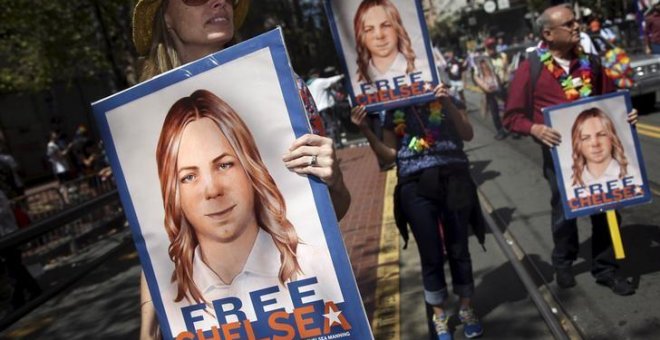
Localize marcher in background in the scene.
[504,5,637,295]
[46,131,73,203]
[495,32,509,52]
[0,141,25,199]
[644,0,660,54]
[133,0,351,339]
[307,69,344,147]
[351,85,483,340]
[0,187,41,310]
[69,124,90,176]
[472,52,507,140]
[445,49,468,103]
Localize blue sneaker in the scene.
[433,314,454,340]
[458,308,484,339]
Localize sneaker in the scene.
[458,308,484,339]
[555,267,576,288]
[596,274,635,296]
[433,314,454,340]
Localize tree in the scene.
[0,0,133,93]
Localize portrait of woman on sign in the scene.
[326,0,438,107]
[544,92,650,218]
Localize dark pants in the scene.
[400,182,474,306]
[0,247,41,309]
[543,146,621,279]
[486,90,506,132]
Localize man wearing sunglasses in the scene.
[504,5,637,295]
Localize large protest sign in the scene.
[93,29,372,339]
[325,0,439,111]
[543,91,651,218]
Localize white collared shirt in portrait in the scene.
[565,159,642,200]
[186,228,344,329]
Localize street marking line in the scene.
[637,124,660,139]
[371,169,401,340]
[635,122,660,132]
[477,189,583,340]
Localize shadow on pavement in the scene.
[2,243,140,339]
[470,161,500,186]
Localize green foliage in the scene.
[0,0,132,92]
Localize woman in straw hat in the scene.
[133,0,350,339]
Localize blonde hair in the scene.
[139,0,235,82]
[353,0,415,83]
[156,90,301,303]
[571,107,628,187]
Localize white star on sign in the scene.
[323,306,341,326]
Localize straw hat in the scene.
[133,0,250,55]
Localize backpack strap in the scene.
[526,50,543,118]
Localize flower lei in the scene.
[603,47,635,89]
[393,101,444,152]
[536,44,592,100]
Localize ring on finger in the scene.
[308,155,317,166]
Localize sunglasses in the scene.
[552,19,580,30]
[181,0,240,7]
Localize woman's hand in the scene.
[282,134,341,187]
[628,109,638,125]
[433,84,450,105]
[282,134,351,220]
[351,105,369,129]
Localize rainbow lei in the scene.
[536,45,592,100]
[603,47,635,89]
[393,101,444,152]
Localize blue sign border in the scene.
[324,0,440,112]
[541,90,652,219]
[92,28,373,339]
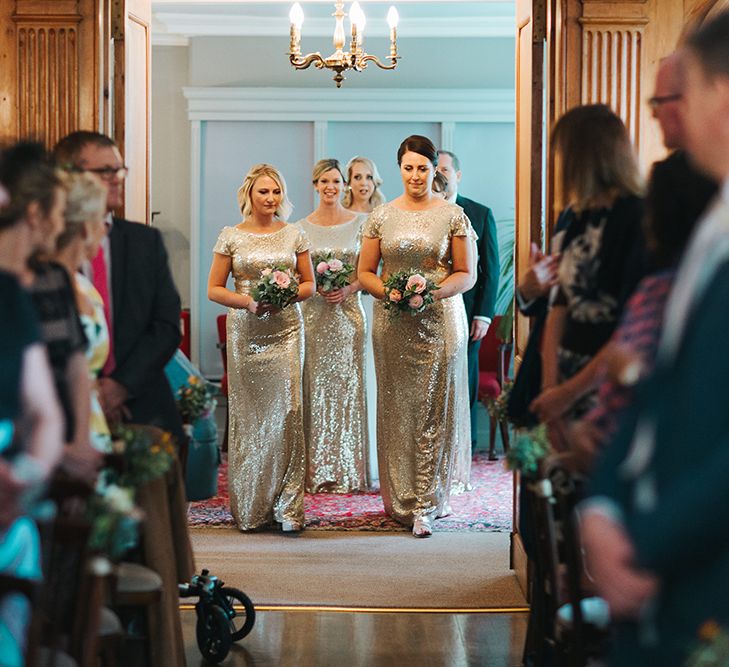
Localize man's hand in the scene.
[98,378,131,424]
[519,243,560,302]
[580,510,658,618]
[471,319,491,343]
[60,442,104,486]
[529,382,574,422]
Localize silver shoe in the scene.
[413,516,433,537]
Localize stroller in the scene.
[179,570,256,663]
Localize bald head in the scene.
[651,53,684,149]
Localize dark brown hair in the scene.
[552,104,643,211]
[397,134,438,167]
[53,130,116,170]
[0,141,62,229]
[686,11,729,76]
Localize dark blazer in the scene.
[456,195,499,326]
[591,262,729,667]
[109,218,183,438]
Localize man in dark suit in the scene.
[582,12,729,667]
[54,132,184,443]
[437,151,499,448]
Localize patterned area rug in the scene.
[188,454,513,532]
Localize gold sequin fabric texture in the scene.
[214,225,309,530]
[296,215,369,493]
[363,204,475,525]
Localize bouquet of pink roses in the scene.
[253,266,299,308]
[384,269,438,315]
[314,254,354,292]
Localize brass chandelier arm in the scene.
[289,52,326,69]
[359,54,399,69]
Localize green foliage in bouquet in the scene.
[506,424,551,477]
[384,269,439,315]
[86,476,142,561]
[112,426,175,489]
[312,253,354,292]
[177,375,217,424]
[253,266,299,308]
[684,621,729,667]
[486,380,514,422]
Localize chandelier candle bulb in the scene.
[289,2,304,55]
[387,7,400,58]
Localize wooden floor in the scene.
[181,610,527,667]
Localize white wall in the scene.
[152,37,515,377]
[151,46,190,306]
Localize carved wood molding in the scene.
[578,0,649,145]
[12,0,83,146]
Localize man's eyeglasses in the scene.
[648,93,683,109]
[64,165,129,181]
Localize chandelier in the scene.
[288,0,399,88]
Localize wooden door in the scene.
[0,0,100,148]
[511,0,547,594]
[110,0,152,224]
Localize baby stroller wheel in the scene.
[220,586,256,642]
[195,602,233,662]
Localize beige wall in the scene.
[152,46,190,307]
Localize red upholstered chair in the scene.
[478,316,511,461]
[216,313,228,452]
[180,308,190,359]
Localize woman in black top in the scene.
[532,104,646,422]
[0,143,99,481]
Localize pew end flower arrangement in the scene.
[86,474,143,562]
[112,425,177,489]
[506,424,552,477]
[383,269,439,316]
[684,621,729,667]
[313,253,354,292]
[177,375,217,435]
[252,266,299,308]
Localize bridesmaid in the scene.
[54,173,111,452]
[343,155,385,213]
[208,164,315,532]
[296,159,369,493]
[359,135,476,537]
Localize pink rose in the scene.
[408,294,423,310]
[273,271,291,289]
[405,273,428,294]
[390,289,404,303]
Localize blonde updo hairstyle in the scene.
[311,158,347,185]
[56,172,106,250]
[342,155,385,208]
[238,163,294,220]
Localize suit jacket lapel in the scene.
[109,218,127,330]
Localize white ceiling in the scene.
[152,0,515,45]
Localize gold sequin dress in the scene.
[213,225,309,530]
[296,214,369,493]
[363,204,473,525]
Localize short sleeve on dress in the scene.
[362,206,384,239]
[450,208,478,241]
[213,227,233,256]
[296,227,311,255]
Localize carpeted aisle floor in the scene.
[190,528,526,609]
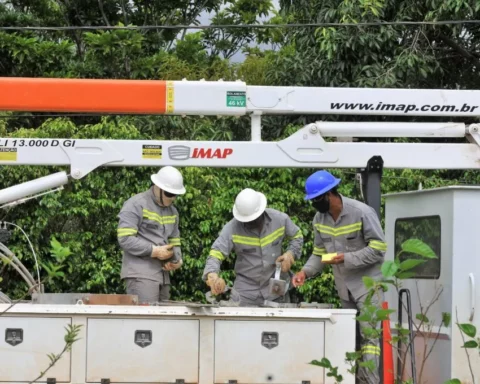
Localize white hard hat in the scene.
[233,188,267,223]
[150,165,185,195]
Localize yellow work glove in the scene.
[276,251,295,272]
[163,259,183,271]
[152,244,173,260]
[207,272,226,296]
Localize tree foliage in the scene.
[0,0,479,304]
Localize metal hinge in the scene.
[5,328,23,347]
[135,331,153,348]
[262,332,279,349]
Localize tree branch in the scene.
[437,32,480,64]
[98,0,110,27]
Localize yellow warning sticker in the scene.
[142,145,162,159]
[0,147,17,161]
[322,252,337,261]
[167,81,175,113]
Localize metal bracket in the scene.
[465,124,480,147]
[262,332,279,349]
[134,330,153,348]
[360,156,383,217]
[277,124,338,163]
[5,328,23,347]
[61,140,124,180]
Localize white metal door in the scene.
[86,319,200,383]
[385,189,454,383]
[0,316,72,382]
[215,319,324,384]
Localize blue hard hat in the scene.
[305,171,341,200]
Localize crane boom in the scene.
[0,77,480,116]
[0,78,480,179]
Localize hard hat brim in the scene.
[304,179,341,200]
[233,192,267,223]
[150,174,186,195]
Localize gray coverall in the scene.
[303,195,387,384]
[203,208,303,306]
[117,186,182,303]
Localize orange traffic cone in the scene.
[382,301,395,384]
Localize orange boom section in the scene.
[0,77,167,114]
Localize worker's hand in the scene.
[152,244,173,260]
[163,259,183,271]
[275,251,295,272]
[292,271,307,288]
[322,253,345,264]
[207,272,226,296]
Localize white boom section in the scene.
[0,122,480,179]
[167,81,480,116]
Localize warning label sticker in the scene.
[142,145,162,159]
[0,147,17,161]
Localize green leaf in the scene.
[402,239,437,259]
[358,360,375,372]
[382,260,398,278]
[309,357,332,368]
[400,259,426,271]
[395,272,417,280]
[458,323,477,337]
[415,313,430,323]
[362,276,375,289]
[442,312,452,327]
[463,340,478,348]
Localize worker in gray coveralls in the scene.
[292,171,387,384]
[117,166,185,303]
[203,188,303,306]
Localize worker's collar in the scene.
[338,194,349,218]
[242,210,272,232]
[150,185,166,208]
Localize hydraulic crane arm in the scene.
[0,77,480,116]
[0,122,480,179]
[0,78,480,210]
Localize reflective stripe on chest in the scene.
[143,208,177,225]
[315,221,362,237]
[232,227,285,247]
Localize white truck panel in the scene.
[385,186,480,384]
[0,303,356,384]
[0,311,72,383]
[86,318,200,383]
[215,320,325,384]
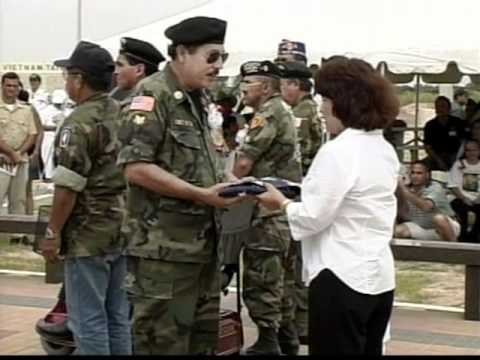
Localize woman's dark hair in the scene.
[315,56,400,131]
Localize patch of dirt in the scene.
[396,261,465,307]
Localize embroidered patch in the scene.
[173,119,193,127]
[295,117,305,127]
[173,90,183,100]
[130,96,155,111]
[58,127,72,148]
[250,115,265,129]
[133,115,145,125]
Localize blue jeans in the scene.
[65,255,132,355]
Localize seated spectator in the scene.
[450,88,468,120]
[383,119,407,161]
[395,161,460,241]
[457,119,480,160]
[424,96,464,171]
[448,140,480,242]
[465,99,478,124]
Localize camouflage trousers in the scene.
[243,216,295,329]
[292,241,308,336]
[126,257,220,355]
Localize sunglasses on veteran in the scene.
[205,51,228,64]
[240,80,262,91]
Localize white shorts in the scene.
[402,216,460,241]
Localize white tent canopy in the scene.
[95,0,480,75]
[0,0,208,64]
[0,0,480,75]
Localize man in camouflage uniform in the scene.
[234,61,302,355]
[276,40,323,344]
[118,17,234,355]
[40,41,132,355]
[110,37,165,102]
[278,63,322,176]
[34,37,165,336]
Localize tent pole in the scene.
[77,0,82,42]
[412,74,420,161]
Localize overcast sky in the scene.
[0,0,480,74]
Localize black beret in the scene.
[120,37,165,67]
[53,41,115,78]
[277,62,312,79]
[277,39,307,59]
[165,16,227,45]
[240,60,282,78]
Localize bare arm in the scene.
[399,183,435,211]
[425,144,448,170]
[395,184,408,220]
[18,135,37,154]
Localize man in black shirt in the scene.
[424,96,463,171]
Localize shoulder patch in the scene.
[250,115,266,129]
[130,96,155,111]
[58,127,73,148]
[295,117,306,127]
[133,115,145,125]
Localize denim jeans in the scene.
[65,255,132,355]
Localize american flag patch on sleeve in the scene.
[130,96,155,111]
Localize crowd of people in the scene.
[395,88,480,243]
[0,12,480,355]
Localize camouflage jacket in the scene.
[292,95,322,175]
[239,95,302,182]
[52,94,126,257]
[118,64,223,263]
[239,95,302,224]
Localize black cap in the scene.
[119,37,165,67]
[240,60,282,78]
[28,74,42,81]
[165,16,227,45]
[53,41,115,78]
[277,62,312,79]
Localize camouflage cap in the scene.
[119,37,165,67]
[240,60,282,78]
[277,39,307,60]
[54,41,115,78]
[277,62,312,79]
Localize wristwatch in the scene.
[280,199,293,212]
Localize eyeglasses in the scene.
[62,69,82,80]
[206,51,228,64]
[240,80,262,91]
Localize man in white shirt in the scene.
[28,74,50,112]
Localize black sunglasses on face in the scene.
[207,51,228,64]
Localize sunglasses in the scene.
[240,80,262,90]
[206,51,228,64]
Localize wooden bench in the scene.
[391,239,480,320]
[0,215,48,235]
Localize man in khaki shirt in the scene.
[0,72,37,233]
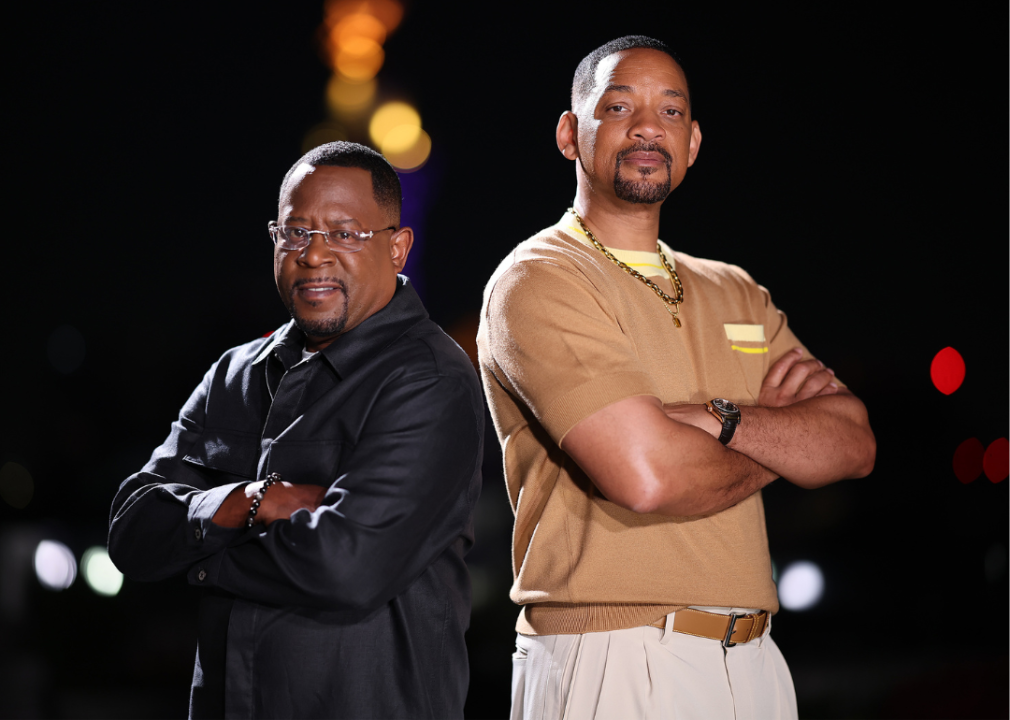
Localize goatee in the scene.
[614,144,674,203]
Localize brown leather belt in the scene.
[650,608,768,647]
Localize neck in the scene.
[574,183,663,252]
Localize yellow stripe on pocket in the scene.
[729,345,768,355]
[722,322,768,343]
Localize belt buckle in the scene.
[722,613,746,647]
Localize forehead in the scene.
[281,163,379,215]
[593,47,688,98]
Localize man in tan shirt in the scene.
[478,36,876,718]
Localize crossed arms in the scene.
[561,348,877,516]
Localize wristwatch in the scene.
[705,398,740,445]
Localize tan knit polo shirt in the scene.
[478,217,809,634]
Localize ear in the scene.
[688,120,701,168]
[554,110,579,160]
[389,227,414,273]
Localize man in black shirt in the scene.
[109,142,484,718]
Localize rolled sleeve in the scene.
[485,262,660,442]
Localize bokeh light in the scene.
[976,437,1010,483]
[369,101,431,172]
[380,130,431,173]
[369,101,421,147]
[324,0,403,34]
[953,437,986,485]
[326,75,378,117]
[0,462,35,510]
[48,325,85,375]
[81,545,123,598]
[929,347,965,395]
[779,560,824,612]
[34,540,77,590]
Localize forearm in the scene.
[645,425,778,516]
[729,393,877,488]
[109,473,240,581]
[562,396,776,516]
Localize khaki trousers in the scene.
[512,608,797,720]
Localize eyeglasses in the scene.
[269,220,396,252]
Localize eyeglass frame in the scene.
[267,220,398,252]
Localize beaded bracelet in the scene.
[245,473,284,527]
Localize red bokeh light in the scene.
[982,437,1010,483]
[953,437,986,484]
[929,347,965,395]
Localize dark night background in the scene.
[0,1,1010,718]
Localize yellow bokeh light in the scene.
[383,128,431,173]
[333,35,386,82]
[325,0,403,33]
[369,101,421,147]
[326,75,378,116]
[329,12,386,47]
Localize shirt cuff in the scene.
[187,483,246,552]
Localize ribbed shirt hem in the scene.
[515,603,687,635]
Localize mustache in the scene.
[617,142,674,168]
[291,278,347,294]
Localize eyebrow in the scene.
[603,85,687,100]
[284,215,358,225]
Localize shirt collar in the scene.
[253,275,428,378]
[554,212,677,278]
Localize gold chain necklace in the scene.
[569,207,684,327]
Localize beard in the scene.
[614,144,674,203]
[284,278,347,337]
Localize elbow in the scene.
[852,428,877,478]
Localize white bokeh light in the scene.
[779,560,824,611]
[35,540,77,590]
[81,545,123,598]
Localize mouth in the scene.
[291,278,347,306]
[617,145,673,171]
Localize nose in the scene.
[298,233,336,268]
[628,108,666,142]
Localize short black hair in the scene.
[281,140,403,225]
[572,35,691,112]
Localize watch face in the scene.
[712,398,740,413]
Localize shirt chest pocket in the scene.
[264,440,344,488]
[183,429,260,482]
[722,322,768,404]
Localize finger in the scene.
[814,382,841,398]
[780,359,824,395]
[796,370,838,400]
[762,347,803,388]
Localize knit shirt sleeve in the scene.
[485,255,660,443]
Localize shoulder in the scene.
[674,251,764,293]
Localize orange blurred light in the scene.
[329,12,386,48]
[333,35,386,83]
[326,75,378,117]
[380,127,431,173]
[324,0,403,34]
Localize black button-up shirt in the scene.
[109,278,484,718]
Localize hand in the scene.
[758,347,838,408]
[663,403,722,439]
[245,481,326,525]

_TASK DESCRIPTION_
Change "rolled sleeve" to "cuffed sleeve" in the rows between the line holding "Localize tan knit polo shirt in the scene." and the line holding "[485,262,660,442]", inclusive, and give those rows again with nothing else altered.

_WRITTEN RESPONSE_
Localize tan knit polo shirt in the scene.
[478,217,809,634]
Localize ear in the scene.
[688,120,701,168]
[554,110,579,160]
[389,227,414,273]
Localize man in black shirt in the scene.
[109,142,484,718]
Localize cuffed sleeve in the scene.
[485,262,660,442]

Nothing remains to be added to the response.